In fact, the state steps in as a substitute for the father,
once again eclipsing women's way. Whether as capitalist welfare or
as management of resources by a communist or socialist state,
the law or the charity of the collective fathers discounts and
often defiles the reality of giftgiving life.
The visitor from outer space would recognize the
importance of the fact that women do some 60% of the world's
agricultural work, yet own only about 1% of the world's
property. Feminists usually think of this strange disproportion in terms of
justice--that is, of creating change to make women own as great
a quantity of property as men do. I would like to propose that
the reason women own so little property is that we have a
different way of relating to our surroundings. We need to dismantle
the structures of patriarchy, including the structures of ownership
that are based on masculation, and propose a women's model
of property based on giftgiving.
Does Giftgiving Exist?
Money is the means for satisfying co-municative need in
the community of exchangers, private property owners.
Exchange value is the relevance of products to that kind of
contradictory mutually exclusive co-munication. Like the verb 'to be,'
money substitutes the act of substitution of one product for another.
I believe that the co-municative value of things is
expressed in words, which take their place as gifts in creating human
bonds. Words may also be seen as having a positional value relative
to each other in the system of the langue.11 If kinds of things
were not relevant to human beings repeatedly, they would not
become related to words as their names (though they could still be
talked
about in sentences). Thus, the reason anyone has any
words given to her/him by others is that they are in use in
the collective, which is made up of many others whom each of us
will never know.
The value of something for the collective is outside
the individual communicative interaction and outside the
individual money exchange transaction. It is really for others. The identity of a cultural item can be found in its verbal substitute gift,
outside the individual communicative interaction, in the collective.

» **WRITTEN TASKS**:
[a] Using the giftgiving passage, explain in one to three sentences why anyone has words given to her or him by others.
[b] Answer these questions from the giftgiving passage:
(i) About what share of the world's agricultural work do women do?
(ii) About what share of the world's property do women own?
(iii) Which verb is money likened to?
[c] Carry the giftgiving passage forward from its final sentence.
The data that comes after this point is unrelated to the giftgiving passage.

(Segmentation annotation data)
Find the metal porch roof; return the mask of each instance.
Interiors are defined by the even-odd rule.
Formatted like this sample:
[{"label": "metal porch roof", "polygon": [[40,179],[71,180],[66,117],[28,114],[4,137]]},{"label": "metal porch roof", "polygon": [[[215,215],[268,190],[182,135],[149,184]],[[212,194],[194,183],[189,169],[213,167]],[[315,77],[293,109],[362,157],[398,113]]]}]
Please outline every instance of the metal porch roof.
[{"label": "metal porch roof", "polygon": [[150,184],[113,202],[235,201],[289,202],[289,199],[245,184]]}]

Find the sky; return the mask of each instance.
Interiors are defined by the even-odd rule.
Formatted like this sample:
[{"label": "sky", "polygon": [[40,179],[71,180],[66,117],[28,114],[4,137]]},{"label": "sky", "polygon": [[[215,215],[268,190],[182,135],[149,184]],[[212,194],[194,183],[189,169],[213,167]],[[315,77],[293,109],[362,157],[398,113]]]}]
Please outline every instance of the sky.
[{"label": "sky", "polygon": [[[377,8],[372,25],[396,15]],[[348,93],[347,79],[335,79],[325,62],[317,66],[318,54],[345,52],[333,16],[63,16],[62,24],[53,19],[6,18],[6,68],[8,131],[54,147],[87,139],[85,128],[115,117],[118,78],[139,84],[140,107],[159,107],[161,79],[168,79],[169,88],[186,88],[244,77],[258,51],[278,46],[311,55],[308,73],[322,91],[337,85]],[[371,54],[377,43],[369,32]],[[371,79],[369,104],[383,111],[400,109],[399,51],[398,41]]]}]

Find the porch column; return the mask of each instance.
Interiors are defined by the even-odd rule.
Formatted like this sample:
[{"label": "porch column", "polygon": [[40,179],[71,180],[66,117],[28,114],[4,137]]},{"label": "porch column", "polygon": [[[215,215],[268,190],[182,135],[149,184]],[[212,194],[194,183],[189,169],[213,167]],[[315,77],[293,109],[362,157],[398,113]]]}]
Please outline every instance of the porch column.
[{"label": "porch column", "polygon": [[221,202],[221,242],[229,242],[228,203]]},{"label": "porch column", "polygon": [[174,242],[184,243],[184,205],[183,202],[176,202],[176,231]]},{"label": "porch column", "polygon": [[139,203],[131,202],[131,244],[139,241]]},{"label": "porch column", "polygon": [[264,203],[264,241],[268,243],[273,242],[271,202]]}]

» **SET OF ANSWERS**:
[a] People receive words from others because those words are in use in the collective. That collective is made up of many others whom each of us will never know.

[b]
(i) Some 60%.
(ii) About 1%.
(iii) The verb 'to be.'

[c]
An analogous situation happens with the quantitative
determination of a price. The price is determined by the value of the product
for others in the society whom we will never know. If we look at
the qualitative value of things for communication as expressed
in words, and the quantitative value of things for the
contradictory kind of communication that is material exchange, as expressed
in price, and correct for the difference between qualitative value
and quantitative value, we can understand the mechanisms of both.
In fact, for both, it is the importance of things for
the community that brings them to the forefront of our
conversation, or to the forefront of the market. They are 'for others and
therefore for me.' Cats are called 'cats' in English because for each of us
that is what they are for others. A can of coffee costs $4.00 because
that is what it is for others, also. When the amount others will give
for it changes, it changes for the individual, as well. We can look
at the value of the different component parts of the coffee, the
price of the beans paid to the coffee grower, the price of the labor paid
to the workers, the price of the transportation of the beans,
their grinding, the price of the can, etc.
Each of these, and whatever component parts it might
have, depends upon what that part is 'for others,' what others give for
it. For each linguistic or economic transaction, the identification
of what something is depends on what it is for the
collective--for the many--outside that transaction itself. We talked about
the verb 'to be' being the substitute for the act of substitution,
and money as having a similar process. For the linguistic and
the economic realms respectively, something is valuable when it
is important enough to the collective to have its place taken by
a word as its name, by 'is' as a substitute for that act of
substitution, or by another product in exchange--and by money as
its equivalent in the quantity of its price.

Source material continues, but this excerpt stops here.